Collected data
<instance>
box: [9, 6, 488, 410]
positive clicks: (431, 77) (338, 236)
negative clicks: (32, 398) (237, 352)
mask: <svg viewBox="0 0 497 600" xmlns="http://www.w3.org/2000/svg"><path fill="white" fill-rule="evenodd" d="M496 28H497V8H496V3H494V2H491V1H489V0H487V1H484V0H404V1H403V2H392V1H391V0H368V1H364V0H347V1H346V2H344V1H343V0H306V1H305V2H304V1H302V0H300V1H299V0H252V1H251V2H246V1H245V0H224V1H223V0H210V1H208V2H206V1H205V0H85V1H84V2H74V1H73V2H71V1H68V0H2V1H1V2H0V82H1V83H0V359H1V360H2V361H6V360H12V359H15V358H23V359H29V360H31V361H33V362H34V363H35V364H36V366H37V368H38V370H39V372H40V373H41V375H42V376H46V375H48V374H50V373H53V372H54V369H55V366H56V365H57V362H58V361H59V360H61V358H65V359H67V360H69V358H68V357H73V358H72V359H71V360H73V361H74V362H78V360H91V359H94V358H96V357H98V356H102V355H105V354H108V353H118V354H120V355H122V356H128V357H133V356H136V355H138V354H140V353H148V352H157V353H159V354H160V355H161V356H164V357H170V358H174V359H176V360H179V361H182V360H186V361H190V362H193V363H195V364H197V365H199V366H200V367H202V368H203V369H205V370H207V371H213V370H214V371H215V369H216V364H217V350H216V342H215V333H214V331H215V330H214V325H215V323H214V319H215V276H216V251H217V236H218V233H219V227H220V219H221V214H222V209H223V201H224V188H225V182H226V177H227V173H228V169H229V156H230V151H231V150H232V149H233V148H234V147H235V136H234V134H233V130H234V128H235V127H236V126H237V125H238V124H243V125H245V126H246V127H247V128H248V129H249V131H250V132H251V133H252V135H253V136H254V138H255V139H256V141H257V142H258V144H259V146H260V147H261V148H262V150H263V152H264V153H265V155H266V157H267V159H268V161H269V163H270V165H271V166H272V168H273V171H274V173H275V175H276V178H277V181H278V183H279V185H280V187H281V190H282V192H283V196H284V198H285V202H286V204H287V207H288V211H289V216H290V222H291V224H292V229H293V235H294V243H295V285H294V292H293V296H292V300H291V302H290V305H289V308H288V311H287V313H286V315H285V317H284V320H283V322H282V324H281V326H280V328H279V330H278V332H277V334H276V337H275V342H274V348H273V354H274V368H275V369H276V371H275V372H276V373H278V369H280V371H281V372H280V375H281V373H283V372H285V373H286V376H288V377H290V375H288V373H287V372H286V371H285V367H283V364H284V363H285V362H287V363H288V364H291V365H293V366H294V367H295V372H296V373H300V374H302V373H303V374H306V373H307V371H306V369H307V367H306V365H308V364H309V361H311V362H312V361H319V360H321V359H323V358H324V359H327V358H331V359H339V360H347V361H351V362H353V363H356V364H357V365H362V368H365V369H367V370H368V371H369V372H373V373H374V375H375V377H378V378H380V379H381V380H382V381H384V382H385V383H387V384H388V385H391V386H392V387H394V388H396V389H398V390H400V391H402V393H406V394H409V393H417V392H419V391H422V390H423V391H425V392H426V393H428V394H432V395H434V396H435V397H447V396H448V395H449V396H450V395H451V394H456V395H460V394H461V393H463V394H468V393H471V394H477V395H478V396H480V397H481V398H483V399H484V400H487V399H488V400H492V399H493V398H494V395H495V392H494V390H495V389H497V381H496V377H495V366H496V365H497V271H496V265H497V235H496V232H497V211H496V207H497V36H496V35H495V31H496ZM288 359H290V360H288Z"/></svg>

• _EXERCISE DESCRIPTION_: Format the listing above as a JSON array of strings, with one string for each line. Leave out blank lines.

• _REPLY_:
[
  "<instance>",
  "box: [9, 6, 488, 410]",
  "positive clicks: (431, 77) (338, 236)",
  "negative clicks: (32, 398) (237, 352)",
  "mask: <svg viewBox=\"0 0 497 600\" xmlns=\"http://www.w3.org/2000/svg\"><path fill=\"white\" fill-rule=\"evenodd\" d=\"M496 28H497V8H496V3H494V2H491V1H489V0H487V1H484V0H404V1H403V2H392V1H391V0H368V1H364V0H347V1H346V2H344V1H343V0H306V1H305V2H304V1H302V0H300V1H299V0H252V1H251V2H246V1H245V0H224V1H223V0H210V1H208V2H206V1H205V0H85V1H84V2H74V1H73V2H71V1H68V0H2V1H1V2H0V82H1V83H0V359H1V360H2V361H6V360H12V359H15V358H23V359H29V360H31V361H33V362H34V363H35V364H36V366H37V368H38V370H39V372H40V373H41V375H42V376H46V375H48V374H50V373H53V372H54V369H55V366H56V365H57V362H58V361H59V360H61V358H65V359H67V360H69V358H68V357H73V358H72V359H71V360H73V361H74V362H78V360H91V359H94V358H96V357H98V356H102V355H105V354H108V353H118V354H120V355H122V356H128V357H133V356H136V355H138V354H140V353H148V352H157V353H159V354H160V355H161V356H164V357H170V358H174V359H176V360H179V361H182V360H186V361H190V362H193V363H195V364H197V365H199V366H200V367H202V368H203V369H205V370H207V371H213V370H214V371H215V369H216V364H217V350H216V342H215V333H214V331H215V330H214V325H215V323H214V319H215V276H216V251H217V236H218V233H219V227H220V219H221V214H222V209H223V201H224V188H225V182H226V177H227V173H228V169H229V156H230V151H231V150H232V149H233V148H234V147H235V136H234V134H233V130H234V128H235V127H236V126H237V125H238V124H243V125H245V126H246V127H247V128H248V129H249V131H250V132H251V133H252V135H253V136H254V138H255V139H256V141H257V142H258V144H259V146H260V147H261V148H262V150H263V152H264V153H265V155H266V157H267V159H268V161H269V163H270V165H271V166H272V168H273V171H274V173H275V175H276V178H277V181H278V183H279V185H280V187H281V190H282V192H283V196H284V198H285V202H286V204H287V207H288V211H289V216H290V222H291V224H292V229H293V235H294V243H295V285H294V292H293V296H292V300H291V302H290V305H289V308H288V311H287V313H286V315H285V317H284V320H283V322H282V324H281V326H280V328H279V330H278V332H277V334H276V337H275V342H274V348H273V354H274V368H275V369H276V371H275V372H276V373H278V369H280V371H281V372H280V375H281V373H283V372H285V373H286V376H288V377H290V375H288V373H287V372H286V371H285V367H283V364H284V363H285V362H287V363H288V364H291V365H293V366H294V367H295V372H296V373H300V374H302V373H303V374H306V373H307V371H306V369H307V367H306V365H308V364H309V361H311V362H312V361H319V360H321V359H323V358H324V359H327V358H331V359H339V360H347V361H351V362H353V363H356V364H357V365H362V368H365V369H367V370H368V371H369V372H373V373H374V375H375V377H378V378H380V379H381V380H382V381H384V382H385V383H387V384H388V385H391V386H392V387H394V388H396V389H398V390H400V391H402V393H406V394H409V393H417V392H419V391H422V390H423V391H425V392H426V393H428V394H432V395H434V396H435V397H447V396H448V395H449V396H450V395H451V394H456V395H460V394H461V393H463V394H468V393H471V394H477V395H478V396H480V397H481V398H483V399H484V400H487V399H488V400H492V399H493V398H494V395H495V392H494V390H495V389H497V381H496V377H495V366H496V365H497V271H496V265H497V235H496V232H497V211H496V207H497V36H496V35H495V31H496ZM288 359H290V360H288Z\"/></svg>"
]